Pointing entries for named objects
== == ==
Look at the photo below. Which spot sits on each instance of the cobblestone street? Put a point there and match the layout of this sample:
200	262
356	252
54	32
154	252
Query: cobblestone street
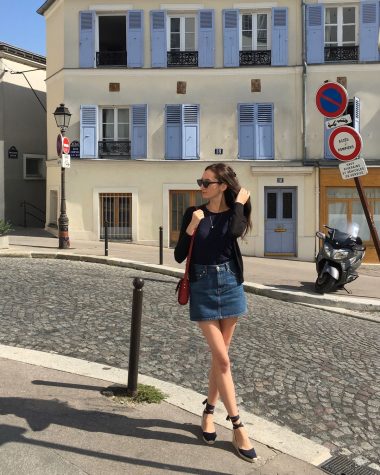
316	372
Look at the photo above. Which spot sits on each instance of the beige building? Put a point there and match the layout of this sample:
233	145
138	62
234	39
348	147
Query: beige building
159	91
22	136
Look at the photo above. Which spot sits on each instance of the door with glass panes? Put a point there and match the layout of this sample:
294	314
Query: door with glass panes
280	222
179	201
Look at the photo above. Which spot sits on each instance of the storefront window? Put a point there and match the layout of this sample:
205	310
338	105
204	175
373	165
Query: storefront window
345	209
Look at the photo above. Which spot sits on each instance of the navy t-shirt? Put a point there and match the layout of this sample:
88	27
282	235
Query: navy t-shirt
213	242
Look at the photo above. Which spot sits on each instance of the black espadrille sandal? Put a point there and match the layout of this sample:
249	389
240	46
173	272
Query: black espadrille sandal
208	437
247	455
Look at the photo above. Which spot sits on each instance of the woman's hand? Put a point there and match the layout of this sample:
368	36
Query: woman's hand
197	217
243	196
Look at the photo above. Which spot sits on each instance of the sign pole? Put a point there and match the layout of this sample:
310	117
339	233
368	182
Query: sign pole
371	224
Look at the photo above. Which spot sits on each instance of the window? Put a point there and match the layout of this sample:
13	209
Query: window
34	167
115	132
182	131
112	41
255	34
115	124
182	41
256	131
182	33
104	38
340	26
344	209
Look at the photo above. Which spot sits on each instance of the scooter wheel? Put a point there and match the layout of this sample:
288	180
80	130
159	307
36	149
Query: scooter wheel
325	284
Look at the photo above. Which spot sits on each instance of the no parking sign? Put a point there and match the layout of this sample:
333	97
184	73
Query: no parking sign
331	99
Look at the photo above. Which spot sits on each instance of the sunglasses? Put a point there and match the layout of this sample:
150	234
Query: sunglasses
206	183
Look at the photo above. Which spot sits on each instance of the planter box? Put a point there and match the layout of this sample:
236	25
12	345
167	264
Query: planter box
4	242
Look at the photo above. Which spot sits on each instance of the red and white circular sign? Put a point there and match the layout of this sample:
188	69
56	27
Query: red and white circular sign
345	143
65	145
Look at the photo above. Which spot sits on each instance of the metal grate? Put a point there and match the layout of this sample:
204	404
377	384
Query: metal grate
116	209
342	465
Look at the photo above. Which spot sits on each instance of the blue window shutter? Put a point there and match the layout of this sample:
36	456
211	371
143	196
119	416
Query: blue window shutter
88	131
87	39
231	38
173	131
139	131
315	34
190	131
246	131
369	31
135	39
264	136
279	37
158	39
327	133
206	40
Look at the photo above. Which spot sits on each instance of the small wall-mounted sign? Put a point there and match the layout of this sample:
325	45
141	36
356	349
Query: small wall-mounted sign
255	85
181	87
12	152
114	87
75	149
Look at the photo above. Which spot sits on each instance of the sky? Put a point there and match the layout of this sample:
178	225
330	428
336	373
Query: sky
22	26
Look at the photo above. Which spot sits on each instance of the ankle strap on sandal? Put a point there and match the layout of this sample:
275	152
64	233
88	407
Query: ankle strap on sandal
209	409
234	419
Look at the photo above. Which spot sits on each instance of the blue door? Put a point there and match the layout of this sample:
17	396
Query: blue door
280	221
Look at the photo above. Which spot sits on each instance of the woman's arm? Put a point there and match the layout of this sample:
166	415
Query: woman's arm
182	247
238	221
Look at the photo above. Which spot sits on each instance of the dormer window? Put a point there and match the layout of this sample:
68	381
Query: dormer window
112	41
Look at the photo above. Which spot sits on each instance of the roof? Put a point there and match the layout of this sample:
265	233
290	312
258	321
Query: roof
10	50
45	6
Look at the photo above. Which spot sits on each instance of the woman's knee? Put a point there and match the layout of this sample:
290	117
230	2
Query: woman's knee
222	363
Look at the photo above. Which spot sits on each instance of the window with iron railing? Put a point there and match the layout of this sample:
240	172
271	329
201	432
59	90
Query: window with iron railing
115	133
255	48
341	35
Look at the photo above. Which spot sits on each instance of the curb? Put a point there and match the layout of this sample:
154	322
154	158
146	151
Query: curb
265	432
331	303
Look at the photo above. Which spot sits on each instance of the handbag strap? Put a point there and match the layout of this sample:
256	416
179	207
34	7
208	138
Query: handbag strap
189	255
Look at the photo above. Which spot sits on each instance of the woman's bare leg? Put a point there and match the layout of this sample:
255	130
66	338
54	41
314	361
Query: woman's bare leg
221	371
227	327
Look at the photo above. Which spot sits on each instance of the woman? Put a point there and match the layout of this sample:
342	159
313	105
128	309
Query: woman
== == ==
* **Written instruction**
Copy out all of the entries above word for word, and leave the pictures out of your copy.

* **Complete output**
Look at the photo below. Which spot sits on each instance of the cobblestone street? Put a point there and match the layout of this sample:
200	262
356	252
54	32
154	252
Query: cobblestone street
316	372
Look at the photo above. Which spot sits on each instance of the beige building? Put a point there and match the layout of this sample:
233	145
138	62
234	39
348	147
Query: beige building
159	91
22	136
Look at the photo above. Which spot sits on each instance of the door with glass panes? Put a point there and match the layout of this sample:
294	314
Query: door with glass panes
280	222
179	201
Look at the photo above. Which spot sits on each instance of the storefront window? Put a point there and match the layout of this sample:
205	310
338	105
204	175
373	165
Query: storefront window
345	209
Look at the photo above. Which spot sits on each instance of the navy t-shirt? Put a point there and match the layout of this sample:
88	27
282	235
Query: navy t-shirt
213	242
Look at the photo above. Which spot sits on each instance of the black espadrille sandal? Put a point there and match the layout of this sample:
249	389
240	46
173	272
Query: black espadrille sandal
208	437
247	455
Look at the photo above. Which spot sits on each instance of the woman's hand? Put a point there and match the layout of this sample:
368	36
Query: woman's hand
197	217
243	196
Look at the photo above. Which spot sits on each instance of the sign pole? Put a point there and match the layout of this sample:
310	117
339	233
368	182
Query: sign pole
371	224
Look at the photo above. Which spot sits on each instance of the window? Put a point there and match the layout of this sample:
13	209
Query: window
34	167
115	132
182	131
112	41
255	34
115	124
182	41
256	131
182	33
104	38
340	26
344	209
Look at the photo above. Which spot sits on each instance of the scooter wheel? Put a point there and match the layout of this sample:
288	180
80	130
159	307
36	149
Query: scooter wheel
325	284
Look at the photo above. Which spot sits on each instance of the no parking sign? Put a point there and match the layout of this sample:
333	97
184	73
Query: no parking sign
331	99
Look at the photo above. Which spot sits on each instance of the sunglasses? Put a point there and match the layout of this sample:
150	234
Query: sunglasses
206	183
Look at the photo above. Which spot sits on each instance of the planter box? Put a point there and match the layout of this sample:
236	25
12	345
167	264
Query: planter box
4	242
Look at the photo above. Which spot sits on each instance of the red and white circular sign? Put a point there and match the layout of this sample:
188	69
56	27
Query: red and white circular sign
345	143
65	145
Look at the photo above. Which spot sits on each instance of the metal grate? Put a point there and match the layout of this sample:
204	404
377	384
Query: metal grate
116	209
342	465
Look at the photo above. Which spot sits on each instance of the blue window shutter? Put a point there and match the layout of this sample:
36	456
211	371
143	196
119	416
Query: blue window shutter
88	131
87	39
231	38
173	131
139	131
315	34
190	131
246	131
369	31
135	39
264	136
279	37
158	39
327	133
206	40
Look at the photo above. Which spot sits on each instance of the small wall-mounted sign? Put a point there and match the layout of this sample:
325	45
141	36
356	349
Query: small wall-mounted sign
255	85
181	87
12	152
114	87
75	149
Look at the photo above. Which spot sits on each instance of the sky? Put a point there and match the layout of this sample:
178	225
330	428
336	373
Query: sky
22	26
Look at the photo above. Which spot sits on each instance of the ankle strap on sandal? Put a point there and match the layout of this sample:
275	152
64	233
88	407
Query: ankle strap on sandal
209	409
234	419
Look at the photo above. Which spot sits on each instance of the blue door? Put a point there and match the layout of this sample:
17	396
Query: blue door
280	221
Look at the photo above. Which spot sits on each instance of the woman's arm? Put a point there and match the layout of this sample:
166	415
Query: woman's arm
182	247
238	221
Look at the photo above. Which spot sits on each instance of the dormer window? Put a point there and match the layout of this sample:
68	381
Query: dormer window
112	41
Look at the photo above. Which spot sits on each instance of the roof? Put a point there and match the layout of this sample:
265	233
290	312
258	321
Query: roof
10	50
45	6
Look at the photo above. Which spot sits on each instance of the woman's knee? Put a point there and match the layout of this sample:
290	117
230	2
Query: woman's knee
222	363
Look at the photo above. Which spot sits on each instance of the window with iron railing? Put a point there and match the layout of this sample:
240	172
271	329
201	432
59	90
Query: window with iron railing
115	133
255	48
341	35
Look at the photo above. Which spot sits on each instance of the curb? Put a point there and match the layout of this sample:
154	322
154	158
146	151
Query: curb
265	432
331	303
Look at the photo above. Which spot sits on each instance of the handbag strap? Put a point there and match the layout of this sample:
256	416
179	207
34	7
208	138
Query: handbag strap
189	255
Look at the photo above. Which spot sits on each instance of the woman's bare leg? Put a point there and match the layout of this sample:
255	130
66	338
54	41
314	361
Query: woman's bare leg
221	371
227	327
Look at the photo above. Which spot sits on each instance of the woman? Put a point there and match the layout of this sample:
342	159
313	105
128	309
Query: woman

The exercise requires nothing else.